## GIVEN PROBLEM
Can you turn the lines below into a Markdown table with two columns, Row and Line, giving each line its own numbered row and leaving out blank lines?

## THE INPUT
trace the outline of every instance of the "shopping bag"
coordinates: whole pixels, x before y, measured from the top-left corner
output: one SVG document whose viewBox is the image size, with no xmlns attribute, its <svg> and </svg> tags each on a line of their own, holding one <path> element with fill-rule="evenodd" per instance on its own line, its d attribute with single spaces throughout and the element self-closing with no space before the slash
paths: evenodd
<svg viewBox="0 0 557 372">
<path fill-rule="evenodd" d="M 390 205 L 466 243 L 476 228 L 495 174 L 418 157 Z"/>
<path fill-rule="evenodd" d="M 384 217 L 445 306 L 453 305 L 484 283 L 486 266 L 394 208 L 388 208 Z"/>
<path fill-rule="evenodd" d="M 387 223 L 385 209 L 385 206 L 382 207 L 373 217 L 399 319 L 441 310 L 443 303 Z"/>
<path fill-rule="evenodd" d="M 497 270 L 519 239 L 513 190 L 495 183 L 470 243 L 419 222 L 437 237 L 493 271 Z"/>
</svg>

## SOLUTION BELOW
| Row | Line |
|---|---|
| 1 | trace the outline of every instance of the "shopping bag" |
| 2 | coordinates: whole pixels, x before y, measured from the top-left corner |
| 3 | output: one SVG document whose viewBox is the image size, with no xmlns attribute, its <svg> and </svg> tags each on a line of their own, holding one <path> element with fill-rule="evenodd" per instance on its own line, its d attribute with single spaces throughout and the element self-closing with no space before the slash |
| 4 | paths: evenodd |
| 5 | <svg viewBox="0 0 557 372"> |
| 6 | <path fill-rule="evenodd" d="M 390 205 L 466 243 L 476 228 L 495 174 L 418 157 Z"/> |
| 7 | <path fill-rule="evenodd" d="M 384 217 L 445 306 L 453 305 L 484 283 L 486 266 L 394 208 L 388 208 Z"/> |
| 8 | <path fill-rule="evenodd" d="M 387 223 L 385 209 L 385 206 L 382 207 L 373 217 L 399 319 L 441 310 L 443 303 Z"/> |
| 9 | <path fill-rule="evenodd" d="M 497 270 L 519 239 L 513 190 L 495 183 L 470 243 L 419 222 L 437 237 L 493 271 Z"/> |
| 10 | </svg> |